Geselecteerd fragment:
------------------------------------------------
Het aantal WW-uitkeringen neemt het meest af in de sector horeca en catering (-15,3 procent). Dat was ook de vorige maand het geval (toen -16,1 procent). De WW neemt alleen toe in de sector onderwijs (5,2 procent). Dat is gebruikelijk voor de zomermaanden, als tijdelijke contracten aan het einde van het schooljaar worden beëindigd. De ‘piek’ van WW-uitkeringen in de zomer in het onderwijs wordt wel steeds minder hoog.
In augustus bereikte de nettoarbeidsparticipatie een recordhoogte van 69,5 procent. Niet in alle leeftijdsgroepen is de arbeidsdeelname hoger dan ooit. In augustus was 64,5 procent van de jongeren (15 tot 25 jaar) aan het werk, minder dan voor de coronacrisis, die in maart 2020 uitbrak. De arbeidsdeelname onder 25- tot 45-jarigen (86,6 procent) was wel hoger dan voor de coronacrisis, maar lager dan in augustus 2008, toen 87,6 procent van deze leeftijdsklasse aan het werk was. Het record is dus vooral toe te schrijven aan de gestegen arbeidsdeelname onder de 45- tot 75-jarigen. In augustus was deze voor het eerst hoger dan 60 procent. De arbeidsdeelname in deze groep neemt al langer toe, vooral onder 55- tot 65-jarigen, maar de laatste jaren geldt dat ook voor 65-plussers.
De verdere daling van het aantal werklozen in de afgelopen drie maanden is het resultaat van onderliggende stromen tussen de werkzame, de werkloze en de niet-beroepsbevolking.
------------------------------------------------
Gegevens:
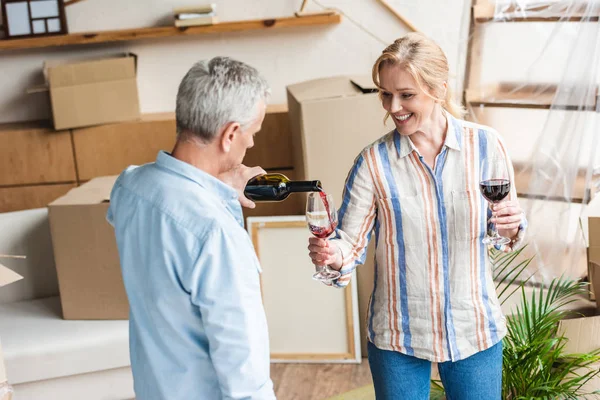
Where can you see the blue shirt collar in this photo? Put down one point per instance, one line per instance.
------------------------------------------------
Werkinstructies:
a) In welke sector nam het aantal WW-uitkeringen volgens het fragment over de arbeidsmarkt het sterkst af?
b) Ga verder met het fragment over de arbeidsmarkt na de laatste zin.

Antwoorden:
a) In de sector horeca en catering, met een daling van 15,3 procent.

b)
In augustus waren 301 duizend mensen werkloos. Drie maanden eerder, in mei, waren er 309 duizend werklozen. In deze periode nam het aantal werklozen met 8 duizend af (gemiddeld 3 duizend per maand). Zoals in het bovenstaande schema te zien is, kan de werkloosheid afnemen als er meer werklozen werk vinden dan er werkenden werkloos worden. Maar de werkloosheid kan ook dalen als er meer werklozen stoppen met zoeken naar werk dan er mensen vanuit de niet-beroepsbevolking op zoek gaan.
In de afgelopen drie maanden daalde de werkloosheid uitsluitend door het eerste: meer werklozen vonden een baan dan er werkenden werkloos werden. Per saldo daalde de werkloosheid hierdoor met 28 duizend. Het aantal mensen dat zonder direct resultaat op zoek ging naar werk (van niet-beroepsbevolking naar werkloos) was in augustus groter dan het aantal dat stopte met zoeken en/of niet beschikbaar was (van werkloos naar niet-beroepsbevolking). De werkloosheid groeide hierdoor per saldo met 20 duizend personen in de afgelopen drie maanden.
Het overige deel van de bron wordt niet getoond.